The required result is a copy of each line below in which "Target" appears.

───── Data for the task

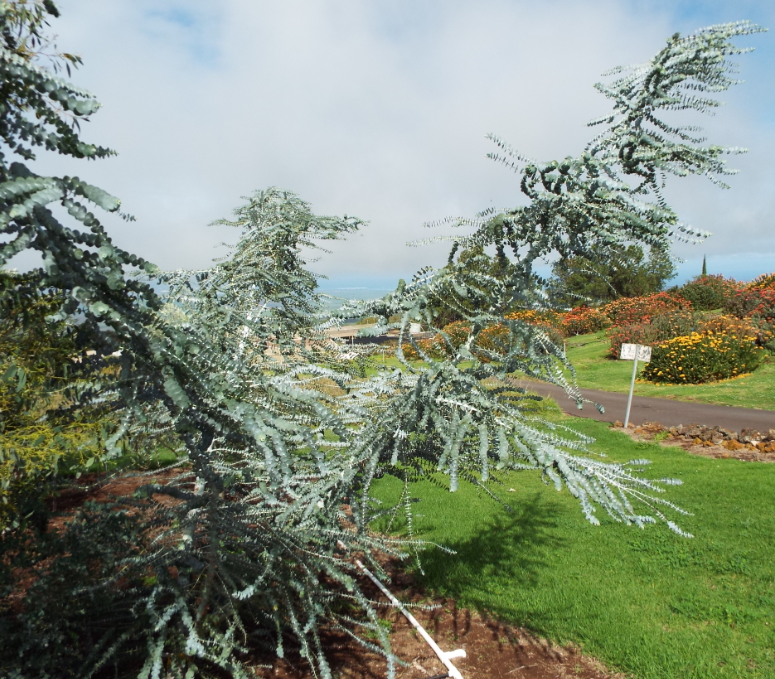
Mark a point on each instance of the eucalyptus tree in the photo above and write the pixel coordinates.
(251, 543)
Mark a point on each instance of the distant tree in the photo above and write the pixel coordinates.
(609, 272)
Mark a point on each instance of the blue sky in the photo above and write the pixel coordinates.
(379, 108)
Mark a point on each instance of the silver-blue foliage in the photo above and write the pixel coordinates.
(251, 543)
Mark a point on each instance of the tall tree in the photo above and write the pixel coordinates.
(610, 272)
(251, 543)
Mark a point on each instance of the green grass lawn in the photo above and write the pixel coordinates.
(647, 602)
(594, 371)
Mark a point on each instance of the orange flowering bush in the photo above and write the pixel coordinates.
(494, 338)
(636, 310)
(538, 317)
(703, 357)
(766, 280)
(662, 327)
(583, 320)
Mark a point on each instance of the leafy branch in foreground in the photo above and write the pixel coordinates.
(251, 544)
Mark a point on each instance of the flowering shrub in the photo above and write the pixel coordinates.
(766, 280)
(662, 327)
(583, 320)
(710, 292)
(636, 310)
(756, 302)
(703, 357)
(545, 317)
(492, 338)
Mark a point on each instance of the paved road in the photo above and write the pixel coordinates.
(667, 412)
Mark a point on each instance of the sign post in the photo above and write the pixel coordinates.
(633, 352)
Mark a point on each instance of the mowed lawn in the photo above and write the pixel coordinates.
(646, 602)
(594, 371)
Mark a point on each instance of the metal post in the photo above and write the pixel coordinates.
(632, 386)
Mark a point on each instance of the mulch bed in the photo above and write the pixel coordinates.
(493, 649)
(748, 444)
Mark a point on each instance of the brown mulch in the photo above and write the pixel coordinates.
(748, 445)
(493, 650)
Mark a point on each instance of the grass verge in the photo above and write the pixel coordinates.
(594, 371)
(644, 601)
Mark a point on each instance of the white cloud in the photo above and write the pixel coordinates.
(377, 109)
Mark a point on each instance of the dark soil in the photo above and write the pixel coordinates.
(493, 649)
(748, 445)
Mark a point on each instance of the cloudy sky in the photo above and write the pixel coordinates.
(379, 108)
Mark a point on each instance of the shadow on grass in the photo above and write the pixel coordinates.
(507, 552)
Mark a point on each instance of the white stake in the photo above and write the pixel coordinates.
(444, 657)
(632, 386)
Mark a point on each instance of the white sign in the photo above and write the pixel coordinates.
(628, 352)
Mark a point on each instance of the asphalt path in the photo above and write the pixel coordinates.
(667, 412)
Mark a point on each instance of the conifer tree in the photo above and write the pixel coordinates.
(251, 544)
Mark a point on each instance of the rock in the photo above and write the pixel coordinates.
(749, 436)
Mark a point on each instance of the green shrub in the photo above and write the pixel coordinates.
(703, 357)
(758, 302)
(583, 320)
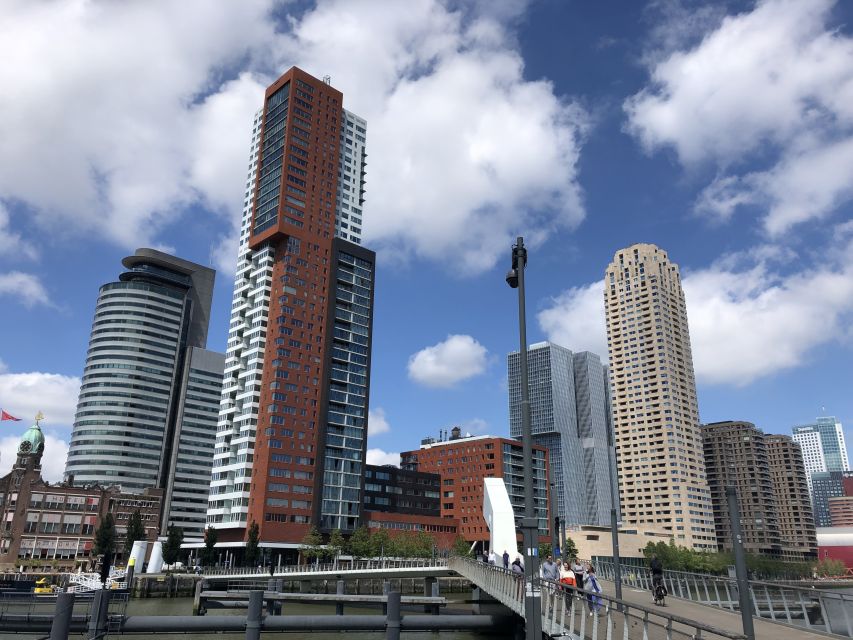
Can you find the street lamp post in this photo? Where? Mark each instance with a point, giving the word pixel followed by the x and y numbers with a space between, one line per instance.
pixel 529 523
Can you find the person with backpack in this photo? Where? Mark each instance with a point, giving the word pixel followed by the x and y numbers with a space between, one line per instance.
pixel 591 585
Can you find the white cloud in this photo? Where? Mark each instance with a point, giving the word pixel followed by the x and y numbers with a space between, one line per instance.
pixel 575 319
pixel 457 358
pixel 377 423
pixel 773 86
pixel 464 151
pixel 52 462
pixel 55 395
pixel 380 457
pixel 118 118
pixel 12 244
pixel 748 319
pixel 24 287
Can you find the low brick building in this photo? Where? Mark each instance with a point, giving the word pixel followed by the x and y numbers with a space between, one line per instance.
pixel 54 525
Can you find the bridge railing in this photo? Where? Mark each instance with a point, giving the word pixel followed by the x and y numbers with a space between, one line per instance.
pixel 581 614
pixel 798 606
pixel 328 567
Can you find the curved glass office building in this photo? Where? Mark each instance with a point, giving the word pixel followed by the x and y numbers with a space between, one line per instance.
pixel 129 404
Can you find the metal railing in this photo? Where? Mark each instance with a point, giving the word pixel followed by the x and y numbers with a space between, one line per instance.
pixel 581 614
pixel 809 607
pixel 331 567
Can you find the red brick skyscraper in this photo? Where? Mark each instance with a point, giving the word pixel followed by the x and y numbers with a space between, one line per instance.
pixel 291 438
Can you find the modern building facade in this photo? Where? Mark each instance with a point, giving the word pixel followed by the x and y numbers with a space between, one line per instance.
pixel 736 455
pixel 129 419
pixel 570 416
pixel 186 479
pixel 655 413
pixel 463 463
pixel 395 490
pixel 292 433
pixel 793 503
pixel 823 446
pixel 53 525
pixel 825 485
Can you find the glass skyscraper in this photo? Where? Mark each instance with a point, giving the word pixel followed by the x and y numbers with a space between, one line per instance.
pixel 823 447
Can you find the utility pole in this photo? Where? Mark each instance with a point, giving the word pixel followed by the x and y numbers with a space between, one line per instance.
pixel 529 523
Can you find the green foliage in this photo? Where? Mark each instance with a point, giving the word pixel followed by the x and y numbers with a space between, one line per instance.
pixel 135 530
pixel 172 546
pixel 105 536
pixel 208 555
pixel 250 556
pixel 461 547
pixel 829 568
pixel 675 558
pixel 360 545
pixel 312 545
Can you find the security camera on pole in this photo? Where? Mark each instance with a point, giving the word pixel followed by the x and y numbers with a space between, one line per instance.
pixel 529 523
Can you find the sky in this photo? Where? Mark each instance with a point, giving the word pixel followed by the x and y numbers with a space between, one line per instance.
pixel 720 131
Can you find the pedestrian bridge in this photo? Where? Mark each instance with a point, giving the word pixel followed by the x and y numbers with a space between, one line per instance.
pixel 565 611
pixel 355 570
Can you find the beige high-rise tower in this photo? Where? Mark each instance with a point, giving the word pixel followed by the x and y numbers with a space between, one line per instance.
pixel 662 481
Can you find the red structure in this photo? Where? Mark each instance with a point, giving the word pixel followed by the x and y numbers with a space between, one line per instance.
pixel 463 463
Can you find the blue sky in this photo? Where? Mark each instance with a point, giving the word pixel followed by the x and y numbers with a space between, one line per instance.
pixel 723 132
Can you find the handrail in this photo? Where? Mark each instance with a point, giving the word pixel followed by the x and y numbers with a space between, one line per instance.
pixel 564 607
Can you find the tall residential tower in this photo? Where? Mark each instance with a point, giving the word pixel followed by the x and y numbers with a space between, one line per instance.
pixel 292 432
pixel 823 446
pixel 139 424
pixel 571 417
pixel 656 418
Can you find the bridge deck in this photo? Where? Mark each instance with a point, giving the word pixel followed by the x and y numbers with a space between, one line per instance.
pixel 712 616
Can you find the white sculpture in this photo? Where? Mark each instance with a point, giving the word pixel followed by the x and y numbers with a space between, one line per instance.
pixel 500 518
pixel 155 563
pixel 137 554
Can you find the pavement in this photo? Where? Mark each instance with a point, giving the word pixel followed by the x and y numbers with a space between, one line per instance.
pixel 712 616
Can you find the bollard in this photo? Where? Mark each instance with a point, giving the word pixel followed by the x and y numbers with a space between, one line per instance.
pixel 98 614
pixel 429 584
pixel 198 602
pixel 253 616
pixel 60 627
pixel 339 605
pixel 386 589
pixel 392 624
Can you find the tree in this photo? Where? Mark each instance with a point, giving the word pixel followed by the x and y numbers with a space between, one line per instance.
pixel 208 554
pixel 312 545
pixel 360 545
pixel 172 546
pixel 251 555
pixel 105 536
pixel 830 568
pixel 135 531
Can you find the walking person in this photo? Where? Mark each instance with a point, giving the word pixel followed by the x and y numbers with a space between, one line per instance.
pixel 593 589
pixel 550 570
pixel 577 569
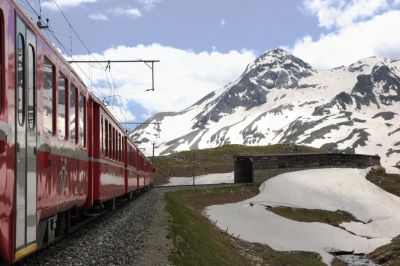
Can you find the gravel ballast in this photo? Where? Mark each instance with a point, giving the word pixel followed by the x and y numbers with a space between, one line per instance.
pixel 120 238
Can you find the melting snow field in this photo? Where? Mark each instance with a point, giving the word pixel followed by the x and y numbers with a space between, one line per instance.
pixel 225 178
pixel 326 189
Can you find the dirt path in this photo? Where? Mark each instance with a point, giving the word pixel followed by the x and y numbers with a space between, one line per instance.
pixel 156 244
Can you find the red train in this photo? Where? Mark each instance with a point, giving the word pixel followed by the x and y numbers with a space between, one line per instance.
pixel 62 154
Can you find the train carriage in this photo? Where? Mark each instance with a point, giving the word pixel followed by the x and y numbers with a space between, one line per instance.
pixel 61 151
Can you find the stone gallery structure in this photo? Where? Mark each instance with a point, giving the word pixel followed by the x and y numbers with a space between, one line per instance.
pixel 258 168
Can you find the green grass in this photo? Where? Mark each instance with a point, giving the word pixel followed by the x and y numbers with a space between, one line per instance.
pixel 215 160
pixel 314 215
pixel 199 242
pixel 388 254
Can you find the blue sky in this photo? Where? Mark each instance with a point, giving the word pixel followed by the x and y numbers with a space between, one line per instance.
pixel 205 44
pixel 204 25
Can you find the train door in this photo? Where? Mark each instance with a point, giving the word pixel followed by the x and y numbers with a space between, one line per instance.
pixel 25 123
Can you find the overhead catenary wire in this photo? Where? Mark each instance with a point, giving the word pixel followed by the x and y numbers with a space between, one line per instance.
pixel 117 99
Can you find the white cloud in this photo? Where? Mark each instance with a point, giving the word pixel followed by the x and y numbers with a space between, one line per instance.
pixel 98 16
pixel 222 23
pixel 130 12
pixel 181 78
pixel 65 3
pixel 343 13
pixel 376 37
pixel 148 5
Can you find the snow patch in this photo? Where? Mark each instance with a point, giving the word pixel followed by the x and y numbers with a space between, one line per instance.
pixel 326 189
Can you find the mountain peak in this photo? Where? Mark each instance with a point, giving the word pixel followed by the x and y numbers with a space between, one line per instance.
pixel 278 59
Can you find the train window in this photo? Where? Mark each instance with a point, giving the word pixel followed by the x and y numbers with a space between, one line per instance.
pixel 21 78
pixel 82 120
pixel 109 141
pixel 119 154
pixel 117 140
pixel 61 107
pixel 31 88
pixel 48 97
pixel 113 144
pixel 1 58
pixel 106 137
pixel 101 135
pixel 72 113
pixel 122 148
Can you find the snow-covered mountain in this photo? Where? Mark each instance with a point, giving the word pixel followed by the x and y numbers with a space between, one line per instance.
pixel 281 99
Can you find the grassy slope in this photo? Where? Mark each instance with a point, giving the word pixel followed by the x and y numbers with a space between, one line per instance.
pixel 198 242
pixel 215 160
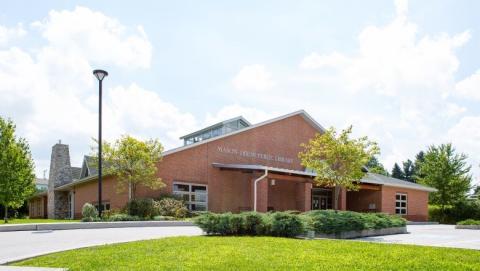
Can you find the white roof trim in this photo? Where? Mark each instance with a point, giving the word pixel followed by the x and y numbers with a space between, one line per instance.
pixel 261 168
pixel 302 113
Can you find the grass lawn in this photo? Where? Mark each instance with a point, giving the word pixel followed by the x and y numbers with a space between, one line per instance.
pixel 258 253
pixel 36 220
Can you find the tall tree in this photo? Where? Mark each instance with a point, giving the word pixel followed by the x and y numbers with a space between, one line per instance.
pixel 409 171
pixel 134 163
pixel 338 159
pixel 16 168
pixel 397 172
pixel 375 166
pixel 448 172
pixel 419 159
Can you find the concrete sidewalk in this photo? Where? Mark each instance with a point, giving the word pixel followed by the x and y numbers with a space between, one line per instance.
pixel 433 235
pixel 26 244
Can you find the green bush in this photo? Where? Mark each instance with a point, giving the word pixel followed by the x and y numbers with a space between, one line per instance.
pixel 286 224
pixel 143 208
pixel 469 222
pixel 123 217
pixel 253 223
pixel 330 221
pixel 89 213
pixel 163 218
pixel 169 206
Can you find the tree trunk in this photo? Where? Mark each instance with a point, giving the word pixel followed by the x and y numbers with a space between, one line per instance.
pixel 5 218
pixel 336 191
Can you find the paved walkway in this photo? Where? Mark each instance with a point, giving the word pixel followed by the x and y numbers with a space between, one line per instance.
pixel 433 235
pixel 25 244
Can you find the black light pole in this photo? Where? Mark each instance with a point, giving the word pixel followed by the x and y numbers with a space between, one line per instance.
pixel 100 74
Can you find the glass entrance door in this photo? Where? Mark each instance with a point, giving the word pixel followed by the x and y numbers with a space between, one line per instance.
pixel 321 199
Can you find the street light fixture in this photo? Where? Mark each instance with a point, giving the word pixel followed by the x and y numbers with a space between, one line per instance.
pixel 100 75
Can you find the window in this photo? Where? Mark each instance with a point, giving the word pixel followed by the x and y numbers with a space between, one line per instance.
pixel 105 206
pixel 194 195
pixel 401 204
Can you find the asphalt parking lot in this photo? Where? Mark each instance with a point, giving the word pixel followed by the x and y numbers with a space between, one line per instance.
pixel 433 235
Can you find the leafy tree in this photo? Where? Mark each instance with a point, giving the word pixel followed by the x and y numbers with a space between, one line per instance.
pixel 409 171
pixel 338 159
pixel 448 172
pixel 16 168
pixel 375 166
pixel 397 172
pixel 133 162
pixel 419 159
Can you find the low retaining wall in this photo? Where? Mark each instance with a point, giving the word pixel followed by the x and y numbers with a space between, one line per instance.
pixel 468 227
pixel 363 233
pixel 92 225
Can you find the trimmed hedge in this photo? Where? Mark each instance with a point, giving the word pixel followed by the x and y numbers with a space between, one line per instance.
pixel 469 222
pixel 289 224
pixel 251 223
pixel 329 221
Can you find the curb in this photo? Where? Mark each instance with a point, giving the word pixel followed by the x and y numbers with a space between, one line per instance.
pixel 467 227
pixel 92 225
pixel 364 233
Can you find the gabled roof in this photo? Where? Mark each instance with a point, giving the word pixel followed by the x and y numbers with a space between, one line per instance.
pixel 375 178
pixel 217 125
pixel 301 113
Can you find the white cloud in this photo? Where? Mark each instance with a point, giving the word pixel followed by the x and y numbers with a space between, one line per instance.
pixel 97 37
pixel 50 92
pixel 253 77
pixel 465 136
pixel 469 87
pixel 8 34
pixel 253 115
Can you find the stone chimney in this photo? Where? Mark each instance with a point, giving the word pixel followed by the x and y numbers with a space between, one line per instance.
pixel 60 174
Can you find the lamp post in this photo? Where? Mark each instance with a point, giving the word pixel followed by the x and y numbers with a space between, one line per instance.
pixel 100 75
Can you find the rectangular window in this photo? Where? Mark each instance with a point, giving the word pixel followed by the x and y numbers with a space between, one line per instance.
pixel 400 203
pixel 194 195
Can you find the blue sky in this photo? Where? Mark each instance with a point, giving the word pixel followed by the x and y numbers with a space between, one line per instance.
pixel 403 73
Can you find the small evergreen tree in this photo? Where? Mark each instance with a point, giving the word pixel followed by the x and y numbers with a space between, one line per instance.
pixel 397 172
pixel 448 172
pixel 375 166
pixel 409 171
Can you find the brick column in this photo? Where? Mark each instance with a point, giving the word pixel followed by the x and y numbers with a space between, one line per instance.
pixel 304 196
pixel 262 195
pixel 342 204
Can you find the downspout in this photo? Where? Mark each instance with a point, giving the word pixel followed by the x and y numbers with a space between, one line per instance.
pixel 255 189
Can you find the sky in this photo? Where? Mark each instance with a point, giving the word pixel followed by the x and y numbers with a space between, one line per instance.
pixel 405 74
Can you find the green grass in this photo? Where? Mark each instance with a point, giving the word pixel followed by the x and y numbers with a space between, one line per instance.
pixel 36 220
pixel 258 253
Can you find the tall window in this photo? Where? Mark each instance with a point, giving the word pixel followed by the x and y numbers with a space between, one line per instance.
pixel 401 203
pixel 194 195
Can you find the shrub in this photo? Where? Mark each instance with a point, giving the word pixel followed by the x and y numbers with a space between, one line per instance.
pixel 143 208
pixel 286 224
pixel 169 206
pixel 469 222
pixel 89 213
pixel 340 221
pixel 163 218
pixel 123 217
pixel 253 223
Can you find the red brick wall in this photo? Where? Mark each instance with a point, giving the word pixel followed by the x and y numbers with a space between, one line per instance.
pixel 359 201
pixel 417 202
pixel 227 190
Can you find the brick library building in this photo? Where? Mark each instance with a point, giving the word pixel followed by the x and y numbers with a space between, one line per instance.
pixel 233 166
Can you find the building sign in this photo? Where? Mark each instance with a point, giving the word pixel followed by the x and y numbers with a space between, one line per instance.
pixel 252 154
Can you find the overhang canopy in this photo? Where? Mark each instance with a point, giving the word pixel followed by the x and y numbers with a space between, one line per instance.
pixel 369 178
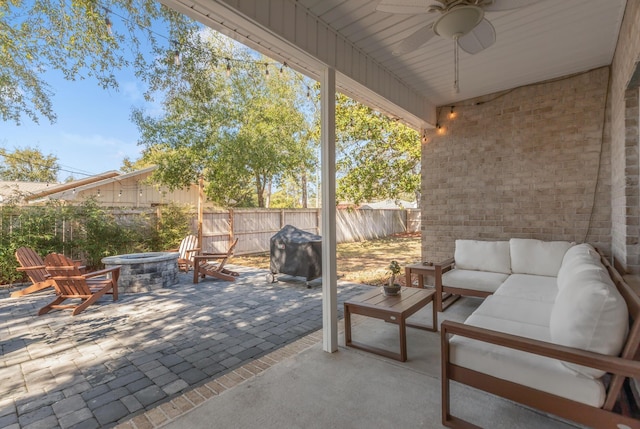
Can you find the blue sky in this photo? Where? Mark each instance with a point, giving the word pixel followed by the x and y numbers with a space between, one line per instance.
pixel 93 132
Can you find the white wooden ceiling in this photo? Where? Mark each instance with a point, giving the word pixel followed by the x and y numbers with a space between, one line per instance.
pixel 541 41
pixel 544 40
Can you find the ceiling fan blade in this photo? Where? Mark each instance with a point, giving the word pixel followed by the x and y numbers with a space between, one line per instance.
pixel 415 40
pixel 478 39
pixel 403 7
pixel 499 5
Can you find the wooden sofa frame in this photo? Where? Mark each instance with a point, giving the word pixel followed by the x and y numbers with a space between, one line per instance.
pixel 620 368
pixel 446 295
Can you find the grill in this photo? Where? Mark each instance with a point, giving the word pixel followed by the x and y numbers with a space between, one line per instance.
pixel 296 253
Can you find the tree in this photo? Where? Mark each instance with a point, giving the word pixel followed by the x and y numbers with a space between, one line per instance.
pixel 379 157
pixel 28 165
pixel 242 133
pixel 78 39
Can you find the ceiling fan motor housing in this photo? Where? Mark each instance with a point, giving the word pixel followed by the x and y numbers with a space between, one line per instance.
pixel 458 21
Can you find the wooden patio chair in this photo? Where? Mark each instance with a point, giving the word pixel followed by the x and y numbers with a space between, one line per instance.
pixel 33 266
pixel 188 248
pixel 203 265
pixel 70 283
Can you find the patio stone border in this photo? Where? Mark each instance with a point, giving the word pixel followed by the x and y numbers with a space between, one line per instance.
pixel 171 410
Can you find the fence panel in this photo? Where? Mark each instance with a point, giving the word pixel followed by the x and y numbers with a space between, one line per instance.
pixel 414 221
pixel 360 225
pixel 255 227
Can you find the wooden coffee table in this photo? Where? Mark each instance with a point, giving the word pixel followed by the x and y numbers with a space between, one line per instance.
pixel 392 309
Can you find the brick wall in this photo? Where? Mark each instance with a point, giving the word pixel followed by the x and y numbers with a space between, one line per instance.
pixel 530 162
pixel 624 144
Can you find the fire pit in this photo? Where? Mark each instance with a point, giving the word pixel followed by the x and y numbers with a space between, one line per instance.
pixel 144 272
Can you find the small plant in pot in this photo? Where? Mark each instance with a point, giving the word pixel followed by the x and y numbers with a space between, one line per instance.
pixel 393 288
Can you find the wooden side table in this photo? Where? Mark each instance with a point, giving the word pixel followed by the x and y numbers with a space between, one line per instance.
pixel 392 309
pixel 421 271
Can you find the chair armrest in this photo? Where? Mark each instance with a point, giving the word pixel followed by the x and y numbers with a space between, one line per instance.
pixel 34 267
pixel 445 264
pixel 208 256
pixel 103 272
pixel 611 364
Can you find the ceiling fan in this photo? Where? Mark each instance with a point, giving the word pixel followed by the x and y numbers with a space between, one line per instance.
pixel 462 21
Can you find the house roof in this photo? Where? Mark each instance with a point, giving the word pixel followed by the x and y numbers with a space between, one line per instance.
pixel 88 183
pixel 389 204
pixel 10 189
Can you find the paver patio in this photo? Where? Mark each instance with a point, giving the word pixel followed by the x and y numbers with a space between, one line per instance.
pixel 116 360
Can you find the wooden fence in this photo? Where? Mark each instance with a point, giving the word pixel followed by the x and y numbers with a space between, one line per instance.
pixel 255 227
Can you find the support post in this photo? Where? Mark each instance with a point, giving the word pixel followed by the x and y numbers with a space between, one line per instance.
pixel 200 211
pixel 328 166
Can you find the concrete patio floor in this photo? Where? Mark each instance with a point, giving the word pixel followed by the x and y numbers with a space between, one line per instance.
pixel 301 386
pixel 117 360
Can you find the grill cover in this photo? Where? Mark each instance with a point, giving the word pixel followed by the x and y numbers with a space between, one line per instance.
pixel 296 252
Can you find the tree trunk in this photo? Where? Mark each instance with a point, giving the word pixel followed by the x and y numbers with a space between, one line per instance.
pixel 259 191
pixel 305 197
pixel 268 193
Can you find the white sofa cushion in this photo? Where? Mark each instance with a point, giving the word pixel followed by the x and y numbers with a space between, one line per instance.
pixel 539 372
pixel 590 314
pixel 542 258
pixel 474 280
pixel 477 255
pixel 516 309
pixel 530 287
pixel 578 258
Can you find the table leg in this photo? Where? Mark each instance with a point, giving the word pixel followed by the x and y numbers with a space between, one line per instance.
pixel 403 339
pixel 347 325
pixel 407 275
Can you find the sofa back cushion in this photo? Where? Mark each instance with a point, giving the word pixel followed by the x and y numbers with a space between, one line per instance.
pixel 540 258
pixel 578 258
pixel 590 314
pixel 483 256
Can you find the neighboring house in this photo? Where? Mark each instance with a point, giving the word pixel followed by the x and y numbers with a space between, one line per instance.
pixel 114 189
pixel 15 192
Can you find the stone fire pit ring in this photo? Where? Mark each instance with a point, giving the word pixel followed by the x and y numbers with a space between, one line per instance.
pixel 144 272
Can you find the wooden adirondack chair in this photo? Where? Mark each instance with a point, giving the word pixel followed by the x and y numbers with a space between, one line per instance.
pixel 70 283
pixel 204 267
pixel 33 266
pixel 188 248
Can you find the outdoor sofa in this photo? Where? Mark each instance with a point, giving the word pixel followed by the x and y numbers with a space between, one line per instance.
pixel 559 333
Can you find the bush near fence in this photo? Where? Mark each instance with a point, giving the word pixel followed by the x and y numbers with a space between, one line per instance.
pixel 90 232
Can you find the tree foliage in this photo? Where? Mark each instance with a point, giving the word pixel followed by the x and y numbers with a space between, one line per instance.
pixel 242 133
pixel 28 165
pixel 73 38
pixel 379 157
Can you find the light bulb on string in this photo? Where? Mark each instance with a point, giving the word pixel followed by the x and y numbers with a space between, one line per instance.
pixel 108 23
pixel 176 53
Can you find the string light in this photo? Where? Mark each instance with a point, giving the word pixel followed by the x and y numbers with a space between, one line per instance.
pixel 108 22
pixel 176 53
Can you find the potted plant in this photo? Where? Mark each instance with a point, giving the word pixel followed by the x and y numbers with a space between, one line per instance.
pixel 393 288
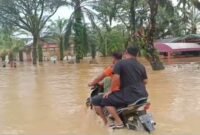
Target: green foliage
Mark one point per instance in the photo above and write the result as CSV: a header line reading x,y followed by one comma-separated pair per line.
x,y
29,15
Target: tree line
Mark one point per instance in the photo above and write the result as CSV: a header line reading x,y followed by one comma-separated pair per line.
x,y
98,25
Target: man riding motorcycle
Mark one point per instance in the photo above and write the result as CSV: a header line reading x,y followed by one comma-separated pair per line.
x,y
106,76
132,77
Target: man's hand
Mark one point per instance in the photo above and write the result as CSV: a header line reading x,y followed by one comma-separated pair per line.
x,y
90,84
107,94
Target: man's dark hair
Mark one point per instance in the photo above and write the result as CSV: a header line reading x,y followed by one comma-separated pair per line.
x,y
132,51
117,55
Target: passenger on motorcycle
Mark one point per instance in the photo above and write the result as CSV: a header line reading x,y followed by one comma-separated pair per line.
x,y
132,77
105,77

──────────

** Exercise solution **
Target: green foliage
Target: tree line
Target: man riding motorcycle
Target: man's hand
Target: man's dark hair
Target: passenger on motorcycle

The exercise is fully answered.